> _WRITTEN REQUEST_
Write out every row below word for word, leaving out the pictures.

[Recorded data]

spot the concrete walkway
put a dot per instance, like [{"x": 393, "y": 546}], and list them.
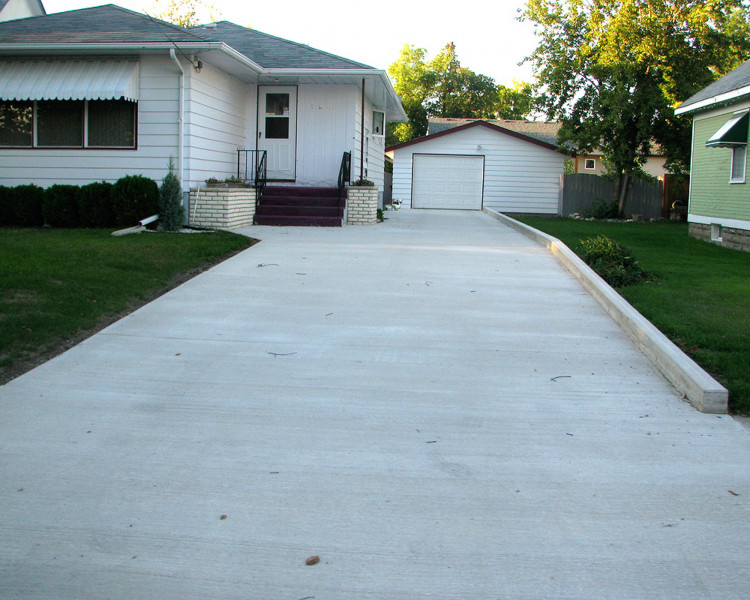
[{"x": 432, "y": 406}]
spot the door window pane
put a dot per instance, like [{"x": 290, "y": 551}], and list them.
[
  {"x": 111, "y": 124},
  {"x": 277, "y": 128},
  {"x": 60, "y": 123},
  {"x": 16, "y": 123},
  {"x": 277, "y": 104}
]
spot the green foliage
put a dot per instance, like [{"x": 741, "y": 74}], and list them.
[
  {"x": 611, "y": 261},
  {"x": 27, "y": 202},
  {"x": 171, "y": 211},
  {"x": 601, "y": 210},
  {"x": 185, "y": 13},
  {"x": 441, "y": 87},
  {"x": 95, "y": 205},
  {"x": 60, "y": 284},
  {"x": 699, "y": 299},
  {"x": 7, "y": 214},
  {"x": 613, "y": 71},
  {"x": 134, "y": 197},
  {"x": 60, "y": 207}
]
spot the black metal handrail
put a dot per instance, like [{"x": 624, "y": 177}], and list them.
[
  {"x": 345, "y": 174},
  {"x": 251, "y": 167}
]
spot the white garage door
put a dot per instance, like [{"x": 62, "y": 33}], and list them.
[{"x": 447, "y": 181}]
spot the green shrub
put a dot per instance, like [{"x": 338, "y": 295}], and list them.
[
  {"x": 171, "y": 211},
  {"x": 60, "y": 207},
  {"x": 95, "y": 205},
  {"x": 27, "y": 203},
  {"x": 7, "y": 215},
  {"x": 602, "y": 210},
  {"x": 611, "y": 261},
  {"x": 134, "y": 197}
]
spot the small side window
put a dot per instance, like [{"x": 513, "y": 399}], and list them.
[
  {"x": 378, "y": 123},
  {"x": 739, "y": 159}
]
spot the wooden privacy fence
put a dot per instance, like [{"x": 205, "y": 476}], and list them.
[{"x": 581, "y": 191}]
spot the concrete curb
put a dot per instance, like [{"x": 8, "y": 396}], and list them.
[{"x": 700, "y": 389}]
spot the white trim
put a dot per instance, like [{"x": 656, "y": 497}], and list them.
[
  {"x": 741, "y": 177},
  {"x": 732, "y": 223},
  {"x": 721, "y": 98}
]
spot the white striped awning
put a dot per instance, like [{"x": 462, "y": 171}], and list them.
[{"x": 69, "y": 80}]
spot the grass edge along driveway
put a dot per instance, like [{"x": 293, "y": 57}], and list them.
[
  {"x": 699, "y": 299},
  {"x": 59, "y": 286}
]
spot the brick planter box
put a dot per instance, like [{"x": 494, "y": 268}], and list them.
[
  {"x": 222, "y": 207},
  {"x": 362, "y": 205}
]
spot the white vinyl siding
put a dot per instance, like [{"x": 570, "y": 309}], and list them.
[
  {"x": 325, "y": 130},
  {"x": 519, "y": 176},
  {"x": 157, "y": 141},
  {"x": 217, "y": 123}
]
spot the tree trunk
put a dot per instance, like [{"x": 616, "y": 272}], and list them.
[{"x": 625, "y": 186}]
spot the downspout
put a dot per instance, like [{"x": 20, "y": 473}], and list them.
[
  {"x": 180, "y": 119},
  {"x": 362, "y": 137}
]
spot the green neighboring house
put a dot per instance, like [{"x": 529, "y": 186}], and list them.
[{"x": 719, "y": 208}]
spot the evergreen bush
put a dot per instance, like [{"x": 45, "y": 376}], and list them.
[
  {"x": 134, "y": 197},
  {"x": 27, "y": 203},
  {"x": 7, "y": 215},
  {"x": 95, "y": 205},
  {"x": 60, "y": 207},
  {"x": 171, "y": 211},
  {"x": 611, "y": 261}
]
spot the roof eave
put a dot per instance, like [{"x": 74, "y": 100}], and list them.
[{"x": 713, "y": 101}]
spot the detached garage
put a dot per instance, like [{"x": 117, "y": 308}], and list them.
[{"x": 478, "y": 165}]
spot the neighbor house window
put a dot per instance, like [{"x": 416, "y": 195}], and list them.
[
  {"x": 739, "y": 158},
  {"x": 378, "y": 122},
  {"x": 68, "y": 124}
]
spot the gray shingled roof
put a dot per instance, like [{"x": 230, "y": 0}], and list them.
[
  {"x": 39, "y": 2},
  {"x": 734, "y": 80},
  {"x": 273, "y": 52},
  {"x": 114, "y": 24},
  {"x": 108, "y": 23},
  {"x": 544, "y": 131}
]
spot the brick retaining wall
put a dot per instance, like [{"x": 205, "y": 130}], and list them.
[
  {"x": 222, "y": 207},
  {"x": 362, "y": 205}
]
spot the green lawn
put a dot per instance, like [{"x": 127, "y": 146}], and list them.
[
  {"x": 57, "y": 286},
  {"x": 700, "y": 297}
]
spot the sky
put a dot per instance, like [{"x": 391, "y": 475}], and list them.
[{"x": 489, "y": 40}]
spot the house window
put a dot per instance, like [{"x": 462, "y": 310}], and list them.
[
  {"x": 68, "y": 124},
  {"x": 739, "y": 158},
  {"x": 378, "y": 123},
  {"x": 16, "y": 124}
]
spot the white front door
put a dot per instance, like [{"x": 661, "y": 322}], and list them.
[{"x": 277, "y": 130}]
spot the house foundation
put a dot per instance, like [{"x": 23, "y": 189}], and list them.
[{"x": 729, "y": 237}]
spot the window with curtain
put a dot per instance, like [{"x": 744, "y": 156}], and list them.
[{"x": 68, "y": 124}]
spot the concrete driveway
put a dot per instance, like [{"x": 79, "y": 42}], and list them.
[{"x": 432, "y": 406}]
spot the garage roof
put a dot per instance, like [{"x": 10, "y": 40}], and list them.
[{"x": 486, "y": 124}]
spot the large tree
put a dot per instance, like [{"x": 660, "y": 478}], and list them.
[
  {"x": 614, "y": 70},
  {"x": 441, "y": 87},
  {"x": 185, "y": 13}
]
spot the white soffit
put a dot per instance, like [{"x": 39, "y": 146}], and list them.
[{"x": 69, "y": 80}]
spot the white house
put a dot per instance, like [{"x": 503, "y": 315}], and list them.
[
  {"x": 479, "y": 164},
  {"x": 20, "y": 9},
  {"x": 100, "y": 93}
]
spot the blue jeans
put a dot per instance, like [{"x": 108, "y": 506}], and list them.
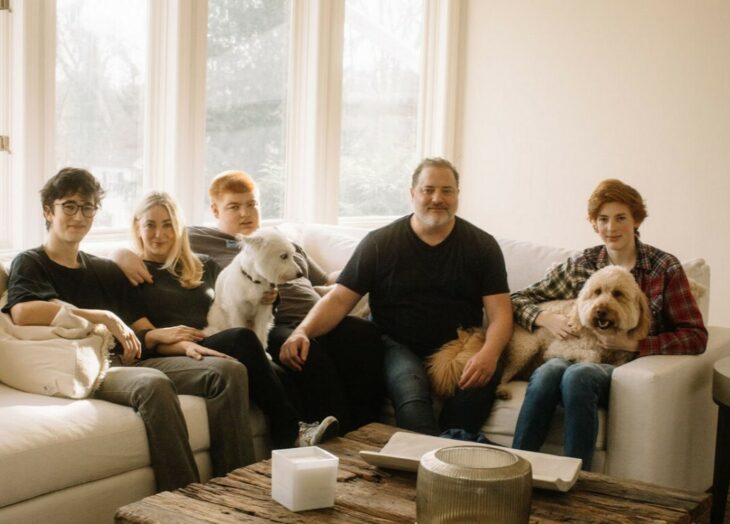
[
  {"x": 408, "y": 388},
  {"x": 582, "y": 388}
]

> _THE COMPLETED TASK_
spot the concrete walkway
put a dot per instance, like [{"x": 393, "y": 546}], and list them.
[{"x": 432, "y": 406}]
spot the door window pane
put a dot per instance, like [{"x": 290, "y": 551}], and list them.
[
  {"x": 111, "y": 124},
  {"x": 277, "y": 128},
  {"x": 60, "y": 123},
  {"x": 16, "y": 123},
  {"x": 277, "y": 104}
]
spot the green foliage
put a dot per instance, like [{"x": 741, "y": 74}], and list them.
[
  {"x": 611, "y": 261},
  {"x": 27, "y": 202},
  {"x": 171, "y": 211},
  {"x": 601, "y": 210},
  {"x": 185, "y": 13},
  {"x": 441, "y": 87},
  {"x": 95, "y": 205},
  {"x": 60, "y": 284},
  {"x": 699, "y": 299},
  {"x": 7, "y": 214},
  {"x": 613, "y": 71},
  {"x": 134, "y": 197},
  {"x": 60, "y": 207}
]
spot the black metal handrail
put a dot per instance, like [{"x": 624, "y": 177}], and list them.
[
  {"x": 345, "y": 174},
  {"x": 251, "y": 167}
]
spot the white garage door
put a dot per instance, like [{"x": 62, "y": 33}], and list them.
[{"x": 447, "y": 181}]
spot the green shrub
put a dot per instance, like [{"x": 338, "y": 295}], and list them.
[
  {"x": 171, "y": 211},
  {"x": 60, "y": 207},
  {"x": 95, "y": 205},
  {"x": 27, "y": 203},
  {"x": 7, "y": 215},
  {"x": 602, "y": 210},
  {"x": 611, "y": 261},
  {"x": 134, "y": 197}
]
spot the small side window
put a dot per instance, like [{"x": 513, "y": 399}], and list them.
[
  {"x": 378, "y": 123},
  {"x": 739, "y": 159}
]
spot the wooden privacy fence
put a dot per instance, like [{"x": 205, "y": 476}], and list them.
[{"x": 581, "y": 191}]
spot the concrete curb
put a dot per instance, like [{"x": 8, "y": 396}], and list them.
[{"x": 700, "y": 389}]
spot the white trim
put a dot per instance, like [{"x": 656, "y": 497}], and list them.
[
  {"x": 741, "y": 177},
  {"x": 732, "y": 223},
  {"x": 721, "y": 98}
]
spot the white striped awning
put a dot per instance, like [{"x": 462, "y": 171}], and list them.
[{"x": 69, "y": 80}]
spot the grass edge along driveway
put a dot per instance, like [{"x": 293, "y": 57}], and list them.
[
  {"x": 699, "y": 299},
  {"x": 59, "y": 286}
]
spot the brick planter box
put a dot per instance, like [{"x": 494, "y": 268}], and list them.
[
  {"x": 222, "y": 207},
  {"x": 362, "y": 205}
]
spot the white vinyl siding
put a dot per instance, like [{"x": 570, "y": 309}], and list them.
[
  {"x": 325, "y": 130},
  {"x": 519, "y": 176},
  {"x": 157, "y": 141},
  {"x": 217, "y": 123}
]
spot the tree trunk
put a dot per instance, like [{"x": 616, "y": 272}], and list them.
[{"x": 625, "y": 186}]
spot the downspout
put a dot per instance, like [{"x": 20, "y": 473}], and list them.
[
  {"x": 180, "y": 119},
  {"x": 362, "y": 137}
]
spot the green neighboring house
put a dot per instance, like [{"x": 529, "y": 186}], and list them.
[{"x": 719, "y": 208}]
spot the evergreen bush
put a dot per instance, like [{"x": 45, "y": 376}], and list them.
[
  {"x": 134, "y": 197},
  {"x": 27, "y": 203},
  {"x": 7, "y": 215},
  {"x": 95, "y": 205},
  {"x": 60, "y": 207},
  {"x": 171, "y": 211},
  {"x": 611, "y": 261}
]
spot the roof eave
put a dot per instance, like [{"x": 74, "y": 100}], and list them.
[{"x": 713, "y": 101}]
spot the detached garage
put a dot per instance, like [{"x": 117, "y": 308}], and list them.
[{"x": 478, "y": 165}]
spot the neighbor house window
put a dot per instance, like [{"x": 416, "y": 195}], and list them.
[
  {"x": 739, "y": 158},
  {"x": 378, "y": 122},
  {"x": 68, "y": 124}
]
spot the gray shingled roof
put a dot per instance, like [{"x": 230, "y": 0}], and list them.
[
  {"x": 39, "y": 2},
  {"x": 734, "y": 80},
  {"x": 273, "y": 52},
  {"x": 114, "y": 24},
  {"x": 108, "y": 23},
  {"x": 544, "y": 131}
]
spot the brick retaining wall
put a dot per instance, like [{"x": 205, "y": 130}], and list them.
[
  {"x": 222, "y": 207},
  {"x": 362, "y": 205}
]
spot the green lawn
put a dot per instance, like [{"x": 127, "y": 146}], and list them.
[
  {"x": 57, "y": 286},
  {"x": 700, "y": 297}
]
spot the sky
put a dot per instance, like [{"x": 391, "y": 475}], and list them.
[{"x": 489, "y": 40}]
spot the house window
put a dot per instance, like [{"x": 462, "y": 310}], and list them.
[
  {"x": 68, "y": 124},
  {"x": 739, "y": 158},
  {"x": 378, "y": 123},
  {"x": 16, "y": 124}
]
spot the white front door
put a dot per instance, like [{"x": 661, "y": 322}], and list them.
[{"x": 277, "y": 130}]
spot the house foundation
put a dot per instance, like [{"x": 23, "y": 189}], and list them.
[{"x": 729, "y": 237}]
spot the window with curtain
put a dot per instance, like [{"x": 744, "y": 156}], and list them.
[{"x": 68, "y": 124}]
spot the concrete driveway
put a dot per instance, like [{"x": 79, "y": 42}], and list them.
[{"x": 432, "y": 406}]
spot the garage roof
put a dot per instance, like [{"x": 10, "y": 40}], and list them.
[{"x": 486, "y": 124}]
spot the large tree
put a dot per instance, like [{"x": 660, "y": 478}], and list them.
[
  {"x": 614, "y": 70},
  {"x": 441, "y": 87},
  {"x": 185, "y": 13}
]
spot the white soffit
put a dot per instance, like [{"x": 39, "y": 146}], and list them.
[{"x": 69, "y": 80}]
spot the white house
put a dot per instance, like [{"x": 503, "y": 315}], and list them.
[
  {"x": 479, "y": 164},
  {"x": 20, "y": 9},
  {"x": 100, "y": 93}
]
spot the blue jeans
put a dot per instance, like [{"x": 108, "y": 506}], and list them.
[
  {"x": 408, "y": 388},
  {"x": 582, "y": 388}
]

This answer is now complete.